TASK GOAL
Pull out and copy each line in the data below that contains the word "shirt". Case counts.

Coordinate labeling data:
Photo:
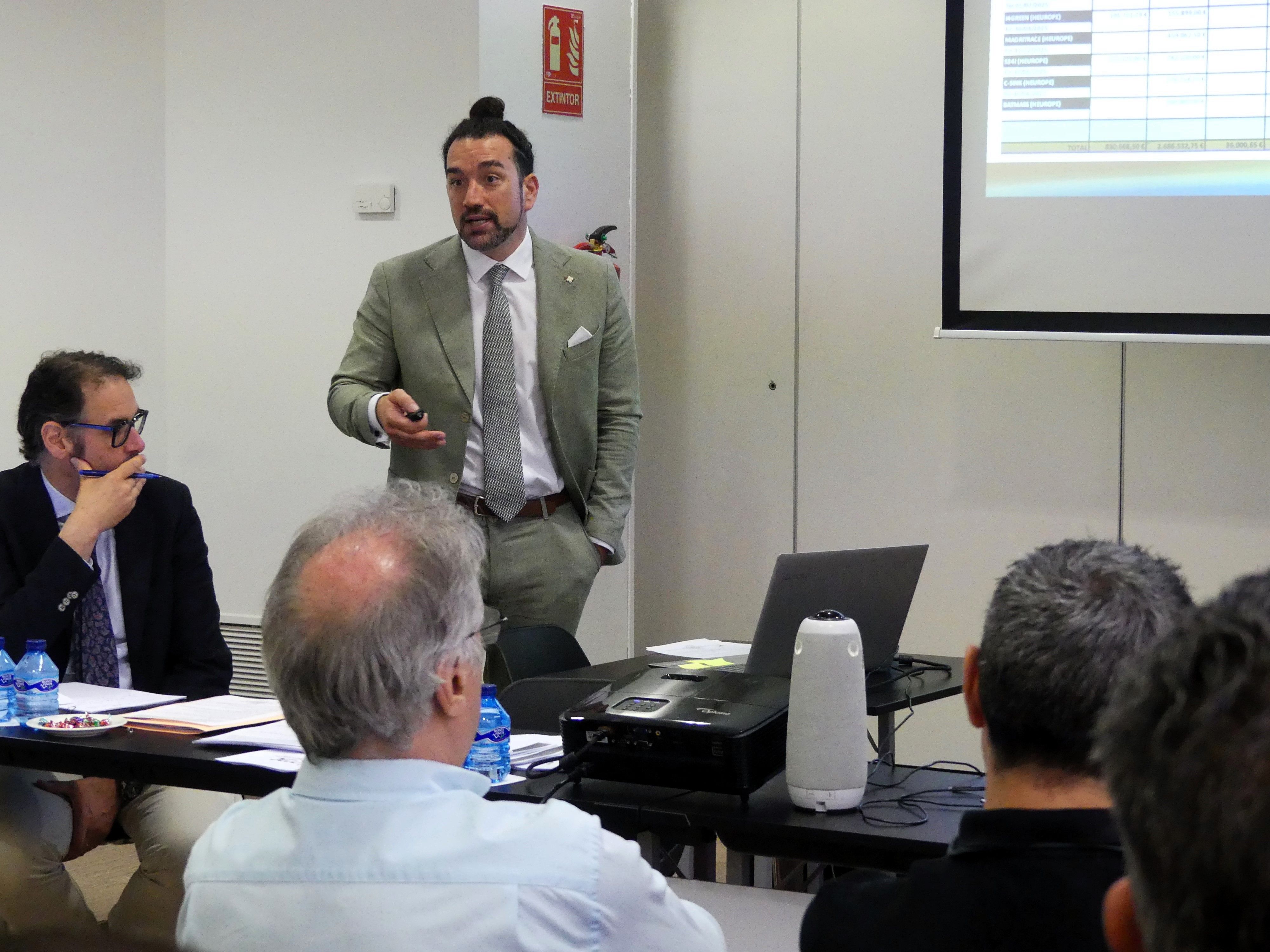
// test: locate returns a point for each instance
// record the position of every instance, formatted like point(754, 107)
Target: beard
point(497, 237)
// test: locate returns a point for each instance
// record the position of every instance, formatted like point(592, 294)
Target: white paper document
point(280, 761)
point(95, 699)
point(528, 748)
point(704, 648)
point(209, 714)
point(276, 736)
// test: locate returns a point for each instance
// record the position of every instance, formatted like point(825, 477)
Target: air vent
point(250, 678)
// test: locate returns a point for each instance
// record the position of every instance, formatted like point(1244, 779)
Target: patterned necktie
point(501, 412)
point(93, 657)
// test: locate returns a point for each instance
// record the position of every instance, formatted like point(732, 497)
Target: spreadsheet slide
point(1128, 98)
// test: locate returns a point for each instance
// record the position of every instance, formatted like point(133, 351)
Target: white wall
point(985, 450)
point(275, 112)
point(586, 171)
point(82, 194)
point(716, 291)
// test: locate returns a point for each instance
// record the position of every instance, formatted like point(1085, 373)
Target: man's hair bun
point(488, 109)
point(486, 120)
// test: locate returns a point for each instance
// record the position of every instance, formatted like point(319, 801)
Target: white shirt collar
point(520, 262)
point(346, 779)
point(63, 506)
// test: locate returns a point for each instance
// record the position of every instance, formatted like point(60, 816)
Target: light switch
point(375, 200)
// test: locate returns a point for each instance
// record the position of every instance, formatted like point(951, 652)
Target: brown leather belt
point(543, 507)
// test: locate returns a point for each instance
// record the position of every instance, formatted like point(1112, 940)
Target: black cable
point(575, 777)
point(568, 762)
point(915, 803)
point(921, 668)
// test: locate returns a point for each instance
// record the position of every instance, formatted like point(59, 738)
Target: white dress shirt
point(521, 288)
point(406, 855)
point(104, 555)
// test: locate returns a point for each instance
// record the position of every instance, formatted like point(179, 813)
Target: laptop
point(874, 587)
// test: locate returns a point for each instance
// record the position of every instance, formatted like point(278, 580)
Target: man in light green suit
point(502, 367)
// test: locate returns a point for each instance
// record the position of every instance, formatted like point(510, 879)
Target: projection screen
point(1107, 169)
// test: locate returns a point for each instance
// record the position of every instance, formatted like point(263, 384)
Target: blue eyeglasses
point(120, 431)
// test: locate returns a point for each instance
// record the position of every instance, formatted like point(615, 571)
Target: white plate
point(43, 724)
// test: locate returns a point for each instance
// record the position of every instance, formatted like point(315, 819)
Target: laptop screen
point(874, 587)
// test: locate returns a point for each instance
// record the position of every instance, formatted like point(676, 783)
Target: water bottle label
point(495, 736)
point(44, 686)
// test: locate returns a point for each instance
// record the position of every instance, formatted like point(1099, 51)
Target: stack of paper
point(276, 736)
point(528, 748)
point(704, 648)
point(211, 714)
point(95, 699)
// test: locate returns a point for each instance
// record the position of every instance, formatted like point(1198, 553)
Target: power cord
point(915, 803)
point(573, 765)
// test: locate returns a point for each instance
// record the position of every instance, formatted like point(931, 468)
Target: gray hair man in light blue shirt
point(385, 842)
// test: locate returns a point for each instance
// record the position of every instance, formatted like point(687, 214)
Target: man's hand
point(101, 505)
point(95, 805)
point(392, 413)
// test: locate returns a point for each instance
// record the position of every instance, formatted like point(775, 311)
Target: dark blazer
point(1018, 880)
point(170, 609)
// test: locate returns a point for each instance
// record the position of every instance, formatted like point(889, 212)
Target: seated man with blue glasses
point(111, 571)
point(385, 842)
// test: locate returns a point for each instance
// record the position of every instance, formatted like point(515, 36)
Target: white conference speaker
point(827, 747)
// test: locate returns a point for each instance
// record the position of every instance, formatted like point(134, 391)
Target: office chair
point(537, 704)
point(538, 651)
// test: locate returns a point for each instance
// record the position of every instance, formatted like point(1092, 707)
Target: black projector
point(721, 732)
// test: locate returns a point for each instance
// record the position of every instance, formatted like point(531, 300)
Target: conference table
point(883, 836)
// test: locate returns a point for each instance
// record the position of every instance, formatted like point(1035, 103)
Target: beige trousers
point(37, 893)
point(539, 572)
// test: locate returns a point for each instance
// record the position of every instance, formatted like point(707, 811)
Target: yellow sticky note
point(707, 663)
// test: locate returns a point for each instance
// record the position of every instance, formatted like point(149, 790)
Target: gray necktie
point(501, 412)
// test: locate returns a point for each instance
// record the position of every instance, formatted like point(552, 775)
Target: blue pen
point(137, 475)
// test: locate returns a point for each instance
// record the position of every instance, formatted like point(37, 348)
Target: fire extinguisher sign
point(562, 62)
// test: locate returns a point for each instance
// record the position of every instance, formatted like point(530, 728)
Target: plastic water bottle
point(35, 681)
point(492, 752)
point(8, 705)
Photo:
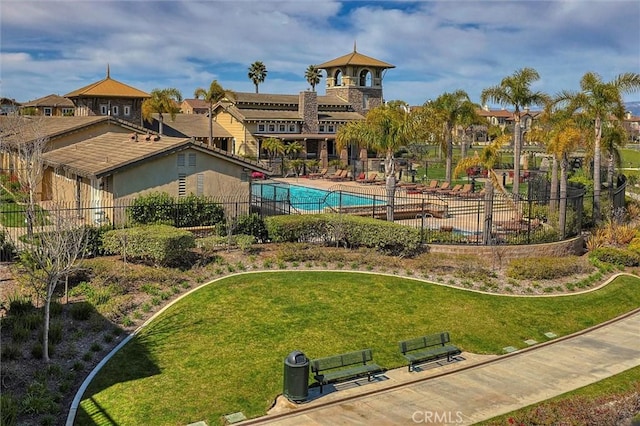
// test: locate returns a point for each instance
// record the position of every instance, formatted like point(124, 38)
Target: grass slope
point(221, 349)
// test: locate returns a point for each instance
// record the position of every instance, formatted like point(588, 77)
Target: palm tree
point(214, 95)
point(257, 73)
point(599, 101)
point(488, 159)
point(161, 101)
point(515, 91)
point(312, 75)
point(452, 109)
point(384, 130)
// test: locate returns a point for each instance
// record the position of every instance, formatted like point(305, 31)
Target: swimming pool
point(310, 199)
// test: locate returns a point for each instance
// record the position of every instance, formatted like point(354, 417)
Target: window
point(182, 185)
point(200, 184)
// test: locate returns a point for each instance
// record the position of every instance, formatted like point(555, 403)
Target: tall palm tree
point(515, 91)
point(599, 101)
point(385, 129)
point(452, 109)
point(313, 76)
point(488, 159)
point(162, 101)
point(214, 95)
point(257, 73)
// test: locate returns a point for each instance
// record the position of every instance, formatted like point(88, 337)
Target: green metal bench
point(344, 367)
point(428, 348)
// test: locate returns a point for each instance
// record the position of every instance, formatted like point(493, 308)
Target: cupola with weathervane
point(357, 79)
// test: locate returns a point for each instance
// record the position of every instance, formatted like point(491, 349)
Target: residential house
point(194, 126)
point(9, 106)
point(49, 106)
point(112, 169)
point(194, 106)
point(109, 97)
point(354, 85)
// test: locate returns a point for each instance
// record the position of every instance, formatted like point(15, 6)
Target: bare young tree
point(50, 256)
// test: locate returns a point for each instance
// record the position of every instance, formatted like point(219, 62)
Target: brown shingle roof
point(50, 101)
point(187, 125)
point(105, 154)
point(108, 87)
point(357, 59)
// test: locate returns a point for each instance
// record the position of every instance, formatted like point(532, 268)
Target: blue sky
point(437, 46)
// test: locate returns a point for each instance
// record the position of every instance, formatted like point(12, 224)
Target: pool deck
point(457, 221)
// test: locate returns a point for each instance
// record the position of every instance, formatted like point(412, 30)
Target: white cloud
point(58, 46)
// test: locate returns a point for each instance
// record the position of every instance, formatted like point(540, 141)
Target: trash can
point(296, 377)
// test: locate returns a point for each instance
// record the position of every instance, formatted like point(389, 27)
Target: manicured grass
point(221, 349)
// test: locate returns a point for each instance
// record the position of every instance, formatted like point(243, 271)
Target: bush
point(347, 231)
point(546, 268)
point(161, 208)
point(81, 311)
point(9, 409)
point(156, 244)
point(252, 225)
point(616, 256)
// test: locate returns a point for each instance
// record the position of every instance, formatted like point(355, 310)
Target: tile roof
point(108, 87)
point(357, 59)
point(187, 125)
point(33, 127)
point(240, 98)
point(51, 101)
point(110, 152)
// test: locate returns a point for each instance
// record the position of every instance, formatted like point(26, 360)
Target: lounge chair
point(370, 179)
point(445, 187)
point(453, 191)
point(466, 189)
point(340, 175)
point(319, 175)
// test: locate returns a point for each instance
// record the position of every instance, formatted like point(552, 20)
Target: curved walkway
point(474, 388)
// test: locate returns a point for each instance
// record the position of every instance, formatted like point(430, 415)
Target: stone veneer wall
point(355, 96)
point(501, 253)
point(308, 110)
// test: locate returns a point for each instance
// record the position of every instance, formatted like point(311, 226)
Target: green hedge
point(156, 244)
point(616, 256)
point(347, 231)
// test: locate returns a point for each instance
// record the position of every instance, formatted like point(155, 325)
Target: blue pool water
point(305, 198)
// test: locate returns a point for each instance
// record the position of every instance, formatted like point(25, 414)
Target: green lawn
point(221, 349)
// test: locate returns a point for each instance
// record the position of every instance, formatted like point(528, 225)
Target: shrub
point(161, 208)
point(348, 231)
point(252, 225)
point(156, 244)
point(81, 311)
point(9, 409)
point(616, 256)
point(546, 268)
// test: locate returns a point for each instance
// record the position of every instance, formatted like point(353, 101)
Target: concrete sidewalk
point(473, 388)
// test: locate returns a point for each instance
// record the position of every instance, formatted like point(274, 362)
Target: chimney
point(308, 111)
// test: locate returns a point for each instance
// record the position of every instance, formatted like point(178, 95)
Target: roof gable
point(355, 59)
point(108, 87)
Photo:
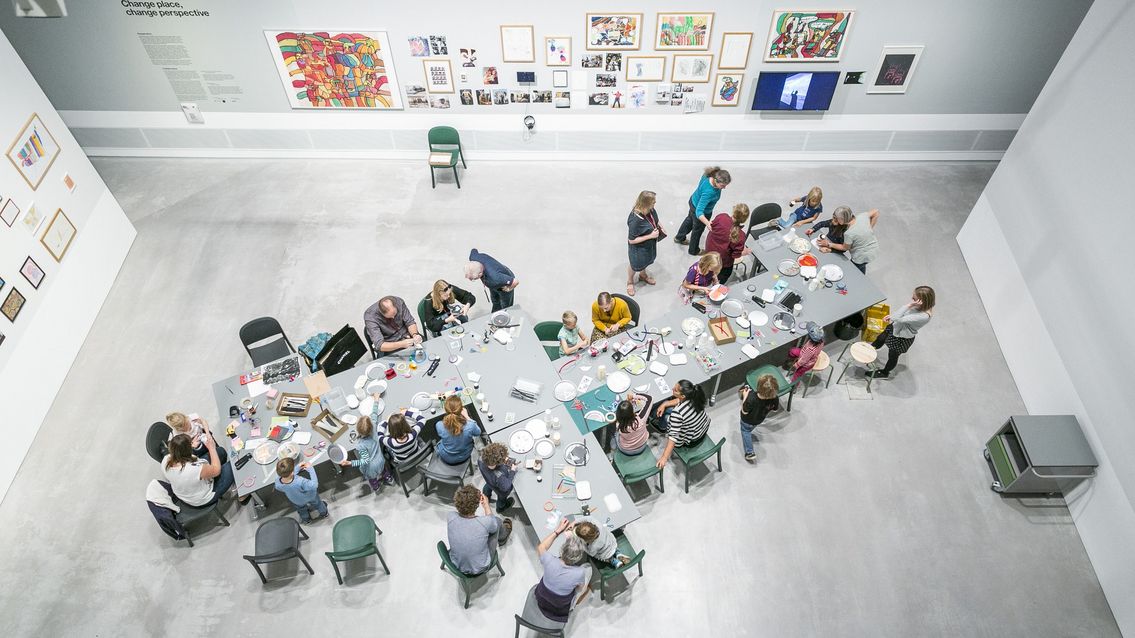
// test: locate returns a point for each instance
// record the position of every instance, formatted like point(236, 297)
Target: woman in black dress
point(642, 235)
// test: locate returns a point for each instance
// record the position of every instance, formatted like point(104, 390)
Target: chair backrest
point(156, 438)
point(631, 304)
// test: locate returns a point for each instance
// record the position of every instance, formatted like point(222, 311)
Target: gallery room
point(523, 319)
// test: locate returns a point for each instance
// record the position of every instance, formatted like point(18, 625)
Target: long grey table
point(537, 496)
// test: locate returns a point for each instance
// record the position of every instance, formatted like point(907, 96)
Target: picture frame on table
point(32, 271)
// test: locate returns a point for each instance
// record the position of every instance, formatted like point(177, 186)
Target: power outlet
point(192, 112)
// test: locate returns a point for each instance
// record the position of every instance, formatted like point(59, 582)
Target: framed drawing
point(59, 235)
point(614, 32)
point(734, 50)
point(13, 304)
point(894, 68)
point(807, 36)
point(726, 90)
point(309, 67)
point(438, 75)
point(682, 32)
point(645, 68)
point(557, 51)
point(691, 67)
point(32, 271)
point(518, 43)
point(33, 151)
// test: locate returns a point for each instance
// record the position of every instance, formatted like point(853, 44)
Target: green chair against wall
point(442, 140)
point(549, 332)
point(697, 454)
point(465, 579)
point(354, 537)
point(607, 571)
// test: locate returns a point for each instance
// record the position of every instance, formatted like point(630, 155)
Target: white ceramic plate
point(521, 442)
point(564, 391)
point(619, 382)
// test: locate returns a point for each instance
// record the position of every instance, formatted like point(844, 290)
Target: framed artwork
point(518, 43)
point(32, 271)
point(691, 67)
point(614, 32)
point(557, 51)
point(438, 75)
point(309, 67)
point(894, 68)
point(645, 68)
point(13, 304)
point(682, 32)
point(726, 90)
point(734, 50)
point(9, 212)
point(33, 151)
point(807, 36)
point(59, 235)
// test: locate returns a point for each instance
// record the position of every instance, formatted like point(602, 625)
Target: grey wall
point(982, 56)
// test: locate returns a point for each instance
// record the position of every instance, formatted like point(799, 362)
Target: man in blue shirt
point(496, 277)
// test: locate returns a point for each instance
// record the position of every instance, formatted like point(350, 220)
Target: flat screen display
point(804, 91)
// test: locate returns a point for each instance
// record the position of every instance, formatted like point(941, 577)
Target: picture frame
point(438, 75)
point(734, 50)
point(59, 235)
point(556, 51)
point(894, 68)
point(13, 304)
point(726, 89)
point(682, 32)
point(792, 35)
point(691, 68)
point(32, 271)
point(33, 151)
point(518, 43)
point(613, 32)
point(645, 68)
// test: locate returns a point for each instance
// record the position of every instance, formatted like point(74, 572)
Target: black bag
point(342, 351)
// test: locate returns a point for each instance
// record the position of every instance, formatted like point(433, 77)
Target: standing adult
point(495, 276)
point(859, 242)
point(642, 235)
point(726, 238)
point(902, 327)
point(391, 325)
point(705, 196)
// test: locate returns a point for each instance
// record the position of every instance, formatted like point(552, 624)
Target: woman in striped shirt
point(682, 418)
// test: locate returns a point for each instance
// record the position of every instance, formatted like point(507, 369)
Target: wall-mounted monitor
point(804, 91)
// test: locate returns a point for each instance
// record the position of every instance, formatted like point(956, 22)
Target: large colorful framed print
point(682, 32)
point(614, 32)
point(329, 69)
point(807, 36)
point(894, 68)
point(33, 151)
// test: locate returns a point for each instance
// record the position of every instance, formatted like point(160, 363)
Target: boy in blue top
point(713, 181)
point(301, 492)
point(496, 277)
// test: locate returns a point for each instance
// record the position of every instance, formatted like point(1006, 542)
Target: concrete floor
point(860, 518)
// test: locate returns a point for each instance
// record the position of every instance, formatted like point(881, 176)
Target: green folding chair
point(447, 137)
point(465, 579)
point(354, 537)
point(607, 571)
point(697, 454)
point(638, 467)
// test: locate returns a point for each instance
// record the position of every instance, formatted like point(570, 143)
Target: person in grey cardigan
point(902, 327)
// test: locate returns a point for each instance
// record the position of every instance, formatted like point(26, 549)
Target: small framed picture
point(32, 271)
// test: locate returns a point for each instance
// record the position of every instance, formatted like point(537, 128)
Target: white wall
point(47, 335)
point(1045, 249)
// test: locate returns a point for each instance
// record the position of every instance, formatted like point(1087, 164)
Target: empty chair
point(268, 333)
point(277, 539)
point(354, 537)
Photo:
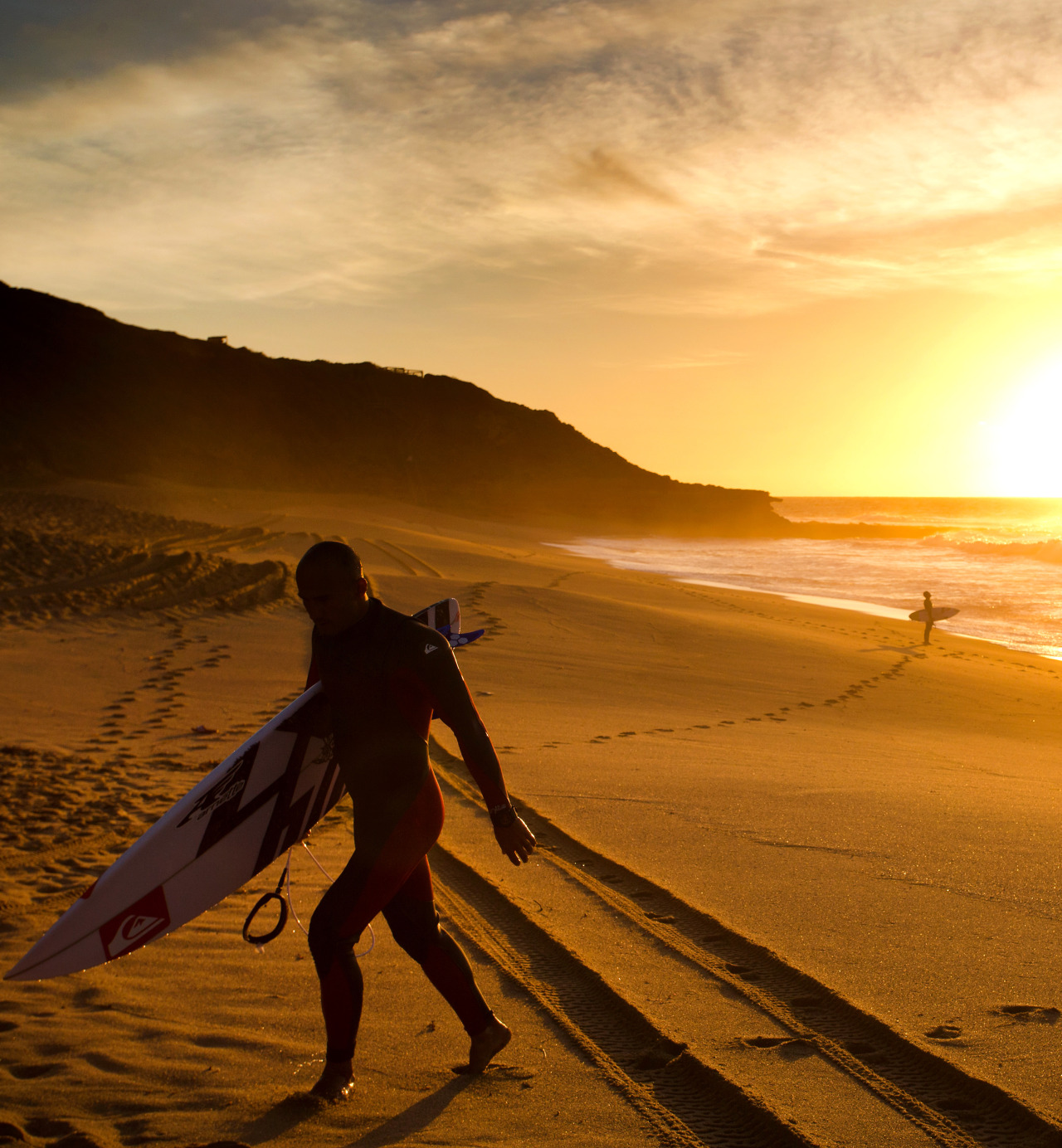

SOLUTION FOR THIS TASK
Target: white shirt collar
Target: white dress shirt
Target: gray hair man in light blue shirt
Target: man in blue shirt
Target: woman in striped shirt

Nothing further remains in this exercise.